• [ASSIGNMENT] Could you give the whole listing again, exactly as it reads?

* * *

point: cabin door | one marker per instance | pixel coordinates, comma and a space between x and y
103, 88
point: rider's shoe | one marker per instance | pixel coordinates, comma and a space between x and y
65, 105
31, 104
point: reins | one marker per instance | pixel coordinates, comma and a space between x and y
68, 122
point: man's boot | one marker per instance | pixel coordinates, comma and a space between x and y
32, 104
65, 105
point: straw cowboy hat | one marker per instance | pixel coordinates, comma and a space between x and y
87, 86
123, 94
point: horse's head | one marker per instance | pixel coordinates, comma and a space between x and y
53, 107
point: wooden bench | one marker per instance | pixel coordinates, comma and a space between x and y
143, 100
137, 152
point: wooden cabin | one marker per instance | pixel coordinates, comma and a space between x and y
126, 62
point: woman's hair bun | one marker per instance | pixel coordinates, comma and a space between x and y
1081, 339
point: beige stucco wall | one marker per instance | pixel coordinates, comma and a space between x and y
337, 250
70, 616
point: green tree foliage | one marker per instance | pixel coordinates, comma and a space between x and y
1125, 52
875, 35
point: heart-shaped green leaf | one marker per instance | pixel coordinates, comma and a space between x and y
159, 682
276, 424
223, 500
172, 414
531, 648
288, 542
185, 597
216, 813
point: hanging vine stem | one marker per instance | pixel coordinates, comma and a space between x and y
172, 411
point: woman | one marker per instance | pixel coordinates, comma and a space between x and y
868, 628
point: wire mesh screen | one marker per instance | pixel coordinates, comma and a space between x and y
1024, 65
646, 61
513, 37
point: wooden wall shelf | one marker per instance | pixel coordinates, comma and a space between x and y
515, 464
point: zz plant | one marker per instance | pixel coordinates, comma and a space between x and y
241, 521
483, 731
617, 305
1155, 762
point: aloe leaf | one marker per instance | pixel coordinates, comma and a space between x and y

* * *

• [RESPONSE TO THIS EXERCISE]
point: cabin door | one marker per instance | pixel coordinates, comma and a space between x and y
103, 88
point: rider's shoe | one marker per instance | pixel coordinates, comma and a space between x and y
65, 105
31, 104
point: reins | one marker per instance | pixel coordinates, comma and a space between x and y
68, 122
point: man's boot | one marker per instance | pixel coordinates, comma and a space between x and y
32, 104
65, 105
point: straw cowboy hat | one marker per instance | pixel coordinates, comma and a space between x and y
87, 86
123, 94
point: horse's head | one marker per instance | pixel coordinates, comma and a space between x and y
53, 107
point: wooden bench | one marker per instance | pixel coordinates, comma and a space between x and y
143, 100
137, 152
point: wooden cabin | one marker per instance | pixel coordinates, comma and a space between x and y
126, 62
point: woman's hair bun | one marker per instance | pixel coordinates, comma and a space between x and y
1081, 339
point: beige stucco wall | one marker per instance | pixel coordinates, comma and a space between x and y
337, 250
70, 616
point: green tree foliage | one marker per instance | pixel coordinates, comma and a space between x and y
1125, 52
875, 35
point: heart-shaped green leaf | one marker per instance | pixel coordinates, comma and a space between x and y
159, 682
276, 424
223, 500
172, 414
531, 648
288, 542
185, 597
216, 813
point: hanging vine stem | one marker per instance | pixel coordinates, comma and a space between x and y
172, 411
point: woman | one marker per instance | pixel coordinates, comma and a space between x and y
868, 628
point: wire mesh screen | one marker per instance | pixel coordinates, comma and a space between x and y
1024, 65
646, 61
513, 37
point: wooden wall shelf | one marker per instance | pixel coordinates, comma and a space between x and y
515, 464
point: zz plant | one marker per instance | pixel coordinates, comma and a space between x and y
241, 521
483, 731
617, 305
1155, 762
point: aloe leaf | one marker per instance | pixel coordinates, comma and a space between x and y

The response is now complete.